--- START OF Material provided ---

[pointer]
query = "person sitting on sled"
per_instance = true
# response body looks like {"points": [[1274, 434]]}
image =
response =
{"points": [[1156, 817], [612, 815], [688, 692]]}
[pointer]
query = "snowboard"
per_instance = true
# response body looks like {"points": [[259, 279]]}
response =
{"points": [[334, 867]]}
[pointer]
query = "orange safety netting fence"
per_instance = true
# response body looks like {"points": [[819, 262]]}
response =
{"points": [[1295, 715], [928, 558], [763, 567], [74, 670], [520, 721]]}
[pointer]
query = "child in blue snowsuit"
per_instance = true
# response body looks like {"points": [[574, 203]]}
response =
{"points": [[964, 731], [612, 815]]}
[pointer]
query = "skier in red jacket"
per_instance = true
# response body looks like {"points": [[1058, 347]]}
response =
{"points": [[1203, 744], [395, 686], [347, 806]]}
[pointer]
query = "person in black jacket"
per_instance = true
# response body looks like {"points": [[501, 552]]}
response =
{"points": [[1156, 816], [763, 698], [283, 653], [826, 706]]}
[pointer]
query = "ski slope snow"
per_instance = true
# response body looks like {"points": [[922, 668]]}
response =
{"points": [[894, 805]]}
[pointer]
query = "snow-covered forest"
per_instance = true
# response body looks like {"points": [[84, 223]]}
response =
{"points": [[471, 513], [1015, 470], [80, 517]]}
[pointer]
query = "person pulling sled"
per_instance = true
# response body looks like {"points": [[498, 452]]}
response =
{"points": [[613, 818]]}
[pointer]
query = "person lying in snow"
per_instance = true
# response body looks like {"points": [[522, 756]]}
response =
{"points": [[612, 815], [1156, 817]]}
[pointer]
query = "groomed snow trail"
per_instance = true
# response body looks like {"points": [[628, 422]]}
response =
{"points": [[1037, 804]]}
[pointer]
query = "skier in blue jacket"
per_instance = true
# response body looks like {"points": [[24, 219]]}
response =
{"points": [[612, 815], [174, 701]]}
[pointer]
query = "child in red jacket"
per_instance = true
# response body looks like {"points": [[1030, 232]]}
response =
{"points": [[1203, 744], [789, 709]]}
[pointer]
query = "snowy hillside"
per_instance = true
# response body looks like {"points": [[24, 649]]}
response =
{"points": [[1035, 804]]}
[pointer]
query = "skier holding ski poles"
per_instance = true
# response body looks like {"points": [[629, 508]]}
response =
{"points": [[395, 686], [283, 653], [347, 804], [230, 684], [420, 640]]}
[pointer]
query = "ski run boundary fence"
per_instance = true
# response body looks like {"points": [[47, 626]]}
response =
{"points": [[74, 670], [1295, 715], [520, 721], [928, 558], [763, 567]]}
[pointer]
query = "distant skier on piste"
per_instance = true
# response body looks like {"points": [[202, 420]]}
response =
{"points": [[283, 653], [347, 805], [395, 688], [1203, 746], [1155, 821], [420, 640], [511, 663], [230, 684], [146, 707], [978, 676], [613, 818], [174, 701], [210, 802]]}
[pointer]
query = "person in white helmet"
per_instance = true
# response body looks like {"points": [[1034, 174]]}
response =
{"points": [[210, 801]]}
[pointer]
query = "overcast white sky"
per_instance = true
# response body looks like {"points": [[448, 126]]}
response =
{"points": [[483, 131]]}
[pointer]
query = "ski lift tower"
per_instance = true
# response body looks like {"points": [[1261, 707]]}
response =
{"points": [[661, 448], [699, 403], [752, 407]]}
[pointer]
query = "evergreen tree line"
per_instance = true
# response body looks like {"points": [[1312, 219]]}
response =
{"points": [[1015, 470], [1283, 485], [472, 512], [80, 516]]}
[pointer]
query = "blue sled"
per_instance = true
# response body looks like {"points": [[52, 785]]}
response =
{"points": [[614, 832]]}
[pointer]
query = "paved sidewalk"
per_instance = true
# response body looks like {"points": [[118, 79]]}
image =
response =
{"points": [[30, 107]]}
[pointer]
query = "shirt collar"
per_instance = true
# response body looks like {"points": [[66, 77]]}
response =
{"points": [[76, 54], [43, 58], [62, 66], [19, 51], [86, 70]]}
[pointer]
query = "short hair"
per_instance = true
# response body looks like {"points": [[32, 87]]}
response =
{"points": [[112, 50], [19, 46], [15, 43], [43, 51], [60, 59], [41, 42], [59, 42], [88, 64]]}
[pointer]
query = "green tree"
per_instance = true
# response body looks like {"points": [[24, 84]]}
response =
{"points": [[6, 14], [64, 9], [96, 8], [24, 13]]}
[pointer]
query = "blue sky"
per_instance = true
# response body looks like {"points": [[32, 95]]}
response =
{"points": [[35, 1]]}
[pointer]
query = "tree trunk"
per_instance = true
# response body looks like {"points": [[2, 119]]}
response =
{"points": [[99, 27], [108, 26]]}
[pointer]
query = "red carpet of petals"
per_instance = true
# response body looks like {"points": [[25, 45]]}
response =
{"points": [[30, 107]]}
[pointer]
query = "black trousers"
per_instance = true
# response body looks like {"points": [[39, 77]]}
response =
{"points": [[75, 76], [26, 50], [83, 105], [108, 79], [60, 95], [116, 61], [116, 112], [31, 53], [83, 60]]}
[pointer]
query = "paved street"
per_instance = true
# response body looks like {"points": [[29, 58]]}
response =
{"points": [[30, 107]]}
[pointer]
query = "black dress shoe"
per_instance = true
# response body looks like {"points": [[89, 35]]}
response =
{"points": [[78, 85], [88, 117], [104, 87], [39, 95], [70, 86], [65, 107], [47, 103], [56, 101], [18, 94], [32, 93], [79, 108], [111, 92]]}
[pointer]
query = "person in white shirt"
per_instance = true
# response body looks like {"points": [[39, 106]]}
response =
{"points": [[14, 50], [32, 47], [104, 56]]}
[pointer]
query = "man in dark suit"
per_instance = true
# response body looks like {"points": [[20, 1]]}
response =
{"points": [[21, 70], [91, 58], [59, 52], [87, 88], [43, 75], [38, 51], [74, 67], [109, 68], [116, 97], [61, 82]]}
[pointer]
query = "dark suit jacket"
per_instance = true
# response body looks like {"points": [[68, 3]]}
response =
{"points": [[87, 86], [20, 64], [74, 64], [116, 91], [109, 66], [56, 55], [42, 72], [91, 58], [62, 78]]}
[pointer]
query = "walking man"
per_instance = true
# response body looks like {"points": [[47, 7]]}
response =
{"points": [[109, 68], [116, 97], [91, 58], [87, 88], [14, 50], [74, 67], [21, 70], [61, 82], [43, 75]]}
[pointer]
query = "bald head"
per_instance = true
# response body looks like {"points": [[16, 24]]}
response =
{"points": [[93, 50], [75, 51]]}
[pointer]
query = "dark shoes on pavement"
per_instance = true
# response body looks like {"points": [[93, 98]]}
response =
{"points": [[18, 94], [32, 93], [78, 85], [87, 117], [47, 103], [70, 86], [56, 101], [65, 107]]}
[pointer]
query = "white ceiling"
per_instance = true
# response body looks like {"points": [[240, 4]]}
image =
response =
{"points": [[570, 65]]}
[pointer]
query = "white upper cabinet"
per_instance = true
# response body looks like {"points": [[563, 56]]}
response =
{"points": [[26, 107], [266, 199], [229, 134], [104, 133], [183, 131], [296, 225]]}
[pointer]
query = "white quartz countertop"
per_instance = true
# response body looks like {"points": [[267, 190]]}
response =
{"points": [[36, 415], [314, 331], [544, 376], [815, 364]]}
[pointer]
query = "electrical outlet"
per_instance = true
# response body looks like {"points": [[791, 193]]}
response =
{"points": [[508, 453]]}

--- END OF Material provided ---

## Work instructions
Return the material in full, exactly as shown.

## Response
[pointer]
query = "person sitting on sled"
per_instance = true
# response body looks like {"points": [[1274, 434]]}
image =
response =
{"points": [[1156, 817], [612, 815], [688, 692]]}
[pointer]
query = "snowboard"
per_instance = true
# response body looks like {"points": [[259, 279]]}
response =
{"points": [[334, 867]]}
[pointer]
query = "orange safety netting fence"
per_instance = true
# response body looks like {"points": [[819, 262]]}
response =
{"points": [[1295, 715], [928, 558], [763, 567], [74, 670], [520, 721]]}
[pointer]
query = "child in blue snowsuit"
per_instance = true
# response body looks like {"points": [[574, 203]]}
response =
{"points": [[964, 731], [612, 815]]}
[pointer]
query = "skier in red jacket"
per_instance = true
# response body looks like {"points": [[1058, 347]]}
response =
{"points": [[1203, 744], [395, 686], [347, 806]]}
[pointer]
query = "person in black jacket"
per_instance = true
# response body looks like {"points": [[501, 552]]}
response =
{"points": [[1156, 816], [763, 698], [283, 653], [826, 706]]}
[pointer]
query = "ski slope snow"
per_instance = true
# response body looks like {"points": [[922, 668]]}
response =
{"points": [[894, 805]]}
[pointer]
query = "snow-covered forest"
per_instance = true
# response body looks like {"points": [[84, 223]]}
response =
{"points": [[471, 513], [1015, 470], [80, 517]]}
[pointer]
query = "person pulling sled"
per_instance = true
# response body looks like {"points": [[498, 452]]}
response =
{"points": [[613, 818]]}
[pointer]
query = "person lying in snow"
per_instance = true
# response body looks like {"points": [[522, 756]]}
response =
{"points": [[612, 815], [1156, 817]]}
[pointer]
query = "groomed snow trail"
per_instance = true
# response body looks like {"points": [[628, 422]]}
response =
{"points": [[1037, 804]]}
[pointer]
query = "skier in blue jacket"
per_instance = true
# response body looks like {"points": [[24, 219]]}
response =
{"points": [[612, 815], [174, 701]]}
[pointer]
query = "child in red jacket"
per_instance = true
# response body looks like {"points": [[1030, 232]]}
response =
{"points": [[1203, 744], [789, 709]]}
[pointer]
query = "snowy hillside"
per_instance = true
# response body looks like {"points": [[24, 649]]}
response =
{"points": [[1035, 804]]}
[pointer]
query = "skier holding ski poles"
per_instance = true
# response body looks like {"points": [[629, 508]]}
response =
{"points": [[395, 686], [283, 653], [347, 804], [230, 684], [420, 640]]}
[pointer]
query = "ski run boundary fence"
per_instance = true
# response body looks like {"points": [[47, 626]]}
response =
{"points": [[74, 670], [1295, 715], [520, 721], [928, 558], [763, 567]]}
[pointer]
query = "distant skier on piste"
per_instance = true
# response body looks like {"points": [[202, 420]]}
response =
{"points": [[283, 653], [347, 805], [395, 688], [1203, 746], [1155, 821], [420, 640], [511, 663], [230, 684], [146, 707], [978, 676], [613, 818], [174, 701], [210, 802]]}
[pointer]
query = "person in white helmet"
per_instance = true
# response body looks like {"points": [[1034, 174]]}
response =
{"points": [[210, 801]]}
[pointer]
query = "overcast white sky"
per_instance = true
# response body looks like {"points": [[448, 126]]}
response =
{"points": [[483, 131]]}
[pointer]
query = "ski lift tower"
per_instance = true
# response body looks like {"points": [[1261, 707]]}
response =
{"points": [[661, 448], [699, 403], [752, 407]]}
[pointer]
query = "evergreen tree line"
per_instance = true
# response body looks like {"points": [[1312, 219]]}
response =
{"points": [[1015, 470], [1283, 485], [472, 512], [80, 516]]}
[pointer]
query = "blue sled"
per_instance = true
# response body looks like {"points": [[52, 785]]}
response =
{"points": [[614, 832]]}
[pointer]
query = "paved sidewalk"
per_instance = true
# response body looks like {"points": [[118, 79]]}
image =
response =
{"points": [[30, 107]]}
[pointer]
query = "shirt collar"
per_instance = true
# response body looks like {"points": [[66, 77]]}
response =
{"points": [[76, 54], [43, 58], [62, 66], [19, 51], [86, 70]]}
[pointer]
query = "short hair"
per_instance = true
# response body looks like {"points": [[32, 87]]}
response =
{"points": [[112, 50], [19, 46], [15, 43], [43, 51], [60, 59], [41, 42], [59, 42], [88, 64]]}
[pointer]
query = "green tree"
per_instance = true
# response body looks like {"points": [[24, 84]]}
response =
{"points": [[6, 14], [64, 9], [96, 8], [24, 13]]}
[pointer]
query = "blue sky"
per_instance = true
# response body looks like {"points": [[32, 95]]}
response =
{"points": [[35, 1]]}
[pointer]
query = "tree trunk"
per_instance = true
# response body looks like {"points": [[2, 119]]}
response =
{"points": [[99, 27], [108, 26]]}
[pointer]
query = "red carpet of petals"
per_instance = true
# response body looks like {"points": [[25, 45]]}
response =
{"points": [[30, 107]]}
[pointer]
query = "black trousers"
per_instance = true
# response body looks like {"points": [[39, 77]]}
response =
{"points": [[75, 76], [26, 50], [83, 105], [108, 79], [60, 95], [116, 61], [116, 112], [31, 53], [83, 60]]}
[pointer]
query = "paved street"
per_instance = true
# response body looks like {"points": [[29, 58]]}
response =
{"points": [[30, 107]]}
[pointer]
query = "black dress shoe"
per_instance = true
# response body looks like {"points": [[89, 35]]}
response =
{"points": [[78, 85], [88, 117], [104, 87], [39, 95], [70, 86], [65, 107], [47, 103], [56, 101], [18, 94], [32, 93], [79, 108], [111, 92]]}
[pointer]
query = "person in white shirt"
per_instance = true
# response body looks like {"points": [[39, 106]]}
response =
{"points": [[14, 50], [32, 47], [104, 56]]}
[pointer]
query = "man in dark suit"
per_instance = true
# response body looks like {"points": [[20, 1]]}
response =
{"points": [[21, 70], [91, 58], [59, 52], [87, 88], [43, 75], [38, 51], [74, 67], [109, 68], [116, 97], [61, 82]]}
[pointer]
query = "dark suit jacket"
per_instance = true
# response body looks like {"points": [[68, 3]]}
response =
{"points": [[87, 86], [20, 64], [74, 64], [116, 91], [109, 66], [56, 55], [42, 72], [91, 58], [62, 78]]}
[pointer]
query = "walking man"
per_instance = true
# response body looks like {"points": [[47, 7]]}
response =
{"points": [[109, 68], [116, 97], [91, 58], [87, 88], [14, 50], [74, 67], [21, 70], [61, 82], [43, 75]]}
[pointer]
query = "bald head"
per_instance = true
# response body looks like {"points": [[16, 24]]}
response =
{"points": [[93, 50], [75, 51]]}
[pointer]
query = "dark shoes on pavement"
per_instance = true
# response body looks like {"points": [[93, 98]]}
response =
{"points": [[18, 94], [32, 93], [78, 85], [87, 117], [47, 103], [70, 86], [56, 101], [65, 107]]}
[pointer]
query = "white ceiling"
per_instance = true
# response body looks like {"points": [[240, 4]]}
image =
response =
{"points": [[570, 65]]}
[pointer]
query = "white upper cabinet"
per_instance = true
# response body looks like {"points": [[563, 56]]}
response =
{"points": [[26, 107], [266, 199], [229, 134], [104, 133], [183, 131], [296, 225]]}
[pointer]
query = "white quartz countertop"
per_instance = true
# response body looks like {"points": [[267, 190]]}
response =
{"points": [[36, 415], [314, 331], [544, 376], [815, 364]]}
[pointer]
query = "electrical outlet"
per_instance = true
# response body looks like {"points": [[791, 193]]}
response =
{"points": [[508, 453]]}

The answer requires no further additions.